*任务说明*: 把下面所有记录逐行原样返回，图片一律省去。

*所给记录*:
════════
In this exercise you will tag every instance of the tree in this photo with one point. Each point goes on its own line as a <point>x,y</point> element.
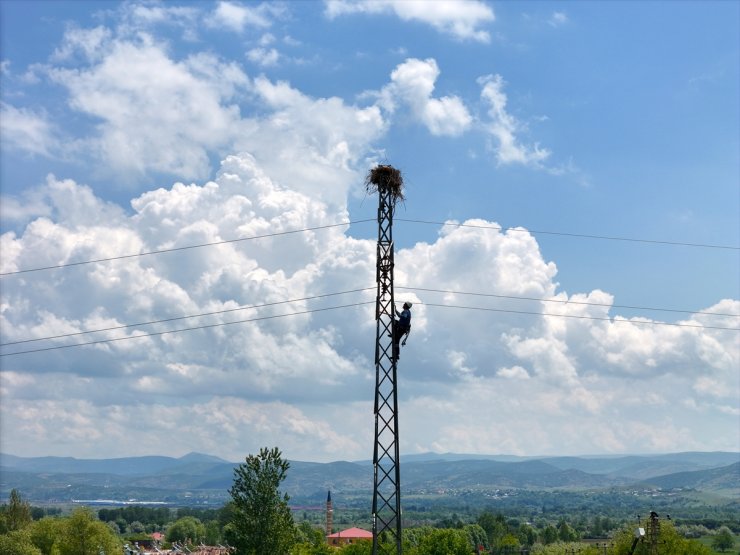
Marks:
<point>18,512</point>
<point>187,528</point>
<point>670,541</point>
<point>724,539</point>
<point>44,533</point>
<point>83,534</point>
<point>549,534</point>
<point>444,542</point>
<point>18,542</point>
<point>261,521</point>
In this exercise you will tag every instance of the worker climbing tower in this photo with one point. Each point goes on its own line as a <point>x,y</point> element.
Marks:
<point>387,182</point>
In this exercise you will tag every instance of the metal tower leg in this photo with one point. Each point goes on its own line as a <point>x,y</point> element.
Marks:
<point>387,477</point>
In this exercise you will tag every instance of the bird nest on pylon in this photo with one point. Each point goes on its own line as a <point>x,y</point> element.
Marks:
<point>385,178</point>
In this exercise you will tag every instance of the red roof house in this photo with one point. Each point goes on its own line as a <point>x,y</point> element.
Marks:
<point>351,535</point>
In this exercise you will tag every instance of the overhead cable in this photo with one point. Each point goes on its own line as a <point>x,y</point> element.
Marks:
<point>192,328</point>
<point>568,301</point>
<point>174,319</point>
<point>579,235</point>
<point>483,309</point>
<point>186,247</point>
<point>275,234</point>
<point>313,297</point>
<point>580,317</point>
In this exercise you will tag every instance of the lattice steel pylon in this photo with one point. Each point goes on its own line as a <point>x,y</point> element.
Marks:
<point>386,509</point>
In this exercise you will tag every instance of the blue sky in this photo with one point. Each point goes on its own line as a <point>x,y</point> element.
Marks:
<point>610,119</point>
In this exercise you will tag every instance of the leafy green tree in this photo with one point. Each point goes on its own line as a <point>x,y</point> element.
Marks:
<point>495,527</point>
<point>566,532</point>
<point>213,533</point>
<point>444,542</point>
<point>187,528</point>
<point>261,522</point>
<point>44,533</point>
<point>17,512</point>
<point>670,541</point>
<point>549,534</point>
<point>526,534</point>
<point>18,542</point>
<point>476,535</point>
<point>358,548</point>
<point>724,539</point>
<point>83,534</point>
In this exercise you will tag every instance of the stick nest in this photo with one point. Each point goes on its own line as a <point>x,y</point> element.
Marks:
<point>385,178</point>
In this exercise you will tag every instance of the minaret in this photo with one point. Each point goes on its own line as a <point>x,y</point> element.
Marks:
<point>329,514</point>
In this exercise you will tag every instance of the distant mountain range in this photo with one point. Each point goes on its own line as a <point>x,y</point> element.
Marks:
<point>198,478</point>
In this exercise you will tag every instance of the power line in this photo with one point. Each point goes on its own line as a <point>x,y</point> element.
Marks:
<point>162,251</point>
<point>313,297</point>
<point>579,235</point>
<point>279,233</point>
<point>151,322</point>
<point>514,297</point>
<point>193,328</point>
<point>483,309</point>
<point>603,319</point>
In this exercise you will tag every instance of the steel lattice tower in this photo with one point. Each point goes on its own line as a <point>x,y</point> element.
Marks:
<point>387,477</point>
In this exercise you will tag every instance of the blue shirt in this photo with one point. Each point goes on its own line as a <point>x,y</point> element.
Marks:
<point>404,318</point>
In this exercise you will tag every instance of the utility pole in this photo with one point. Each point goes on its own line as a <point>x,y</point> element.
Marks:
<point>387,182</point>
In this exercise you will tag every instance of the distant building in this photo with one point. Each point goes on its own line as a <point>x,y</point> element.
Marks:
<point>351,535</point>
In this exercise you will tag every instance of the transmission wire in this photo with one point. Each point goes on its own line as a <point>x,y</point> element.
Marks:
════════
*回答*:
In this exercise you will tag every instance of the tree in this photo with one point. Each point goes on its own line as a <point>x,y</point> element.
Marks:
<point>18,512</point>
<point>187,528</point>
<point>670,541</point>
<point>724,539</point>
<point>44,533</point>
<point>83,534</point>
<point>549,534</point>
<point>444,542</point>
<point>18,542</point>
<point>261,521</point>
In this exercise you will tag every instance of the worker climbing tower in this photo with one point. Each point goes on its own line as a <point>x,y</point> element.
Marks:
<point>387,182</point>
In this exercise you will tag every instance of the metal tower leg in this photo with one point. Each point goes on its own line as a <point>x,y</point> element.
Marks:
<point>387,477</point>
In this exercise you will tag every instance of the bird nest on pylon in this photo with one point. Each point goes on its own line as a <point>x,y</point> element.
Marks:
<point>385,178</point>
In this exercise you will tag every instance of the red roof house in this photo with one point. Each point goes on its own line as a <point>x,y</point> element.
Marks:
<point>351,535</point>
In this exercise you will tag every instance of the overhead cable in this photo with one point. Each point goes on its own line as a <point>x,y</point> element.
Marks:
<point>192,328</point>
<point>568,301</point>
<point>174,319</point>
<point>579,235</point>
<point>483,309</point>
<point>186,247</point>
<point>275,234</point>
<point>313,297</point>
<point>580,317</point>
In this exercise you will tag every instance of the lattice steel pylon in this photo with one point. Each point goes on its own line as a <point>x,y</point> element.
Marks:
<point>386,509</point>
In this exercise you will tag every instance of the blue sky in this photo with one point. Each point goes on its own line as a <point>x,y</point> element.
Marks:
<point>610,119</point>
In this exercise you will tag every instance of the leafy green tree in this photo with one point. Each point goes on its own line as a <point>x,y</point> element.
Marks:
<point>495,527</point>
<point>566,532</point>
<point>213,533</point>
<point>444,542</point>
<point>187,528</point>
<point>261,522</point>
<point>44,533</point>
<point>17,512</point>
<point>670,541</point>
<point>549,534</point>
<point>526,534</point>
<point>18,542</point>
<point>476,535</point>
<point>358,548</point>
<point>724,539</point>
<point>83,534</point>
In this exercise you will tag every instance of the stick nest in this photo with one point. Each point goes on its own line as a <point>x,y</point> element.
Marks:
<point>385,178</point>
In this exercise you will tag every instance of the minaret in this photo with one point. Each point goes on its own line as a <point>x,y</point> element.
Marks:
<point>329,514</point>
In this exercise you will tag every instance of the distant mountain range in this photo with one point. Each point goes on its own line as a <point>x,y</point> element.
Marks:
<point>198,478</point>
In this exercise you will tag every instance of the power line in this photo with one point. Each point goes on its own line as a <point>x,y</point> element.
Marks:
<point>162,251</point>
<point>313,297</point>
<point>579,235</point>
<point>279,233</point>
<point>151,322</point>
<point>514,297</point>
<point>193,328</point>
<point>483,309</point>
<point>603,319</point>
In this exercise you will tag every instance of the steel lattice tower in this photo with one point. Each point goes on its own line as a <point>x,y</point> element.
Marks:
<point>387,477</point>
In this exercise you will tag every instance of the blue shirt in this photo with one point. Each point goes on its own line as a <point>x,y</point> element.
Marks:
<point>404,318</point>
In this exercise you will tag every instance of the utility pole in this photo with one point. Each point goes on its own line as a <point>x,y</point> element.
Marks:
<point>387,182</point>
In this exercise you will tag every instance of the distant building in this photo with one point. Each point goes on its own line as a <point>x,y</point> element.
Marks:
<point>351,535</point>
In this exercise you will tag every instance of the transmission wire in this photo with one point. Each point goes on its own line as a <point>x,y</point> element.
Marks:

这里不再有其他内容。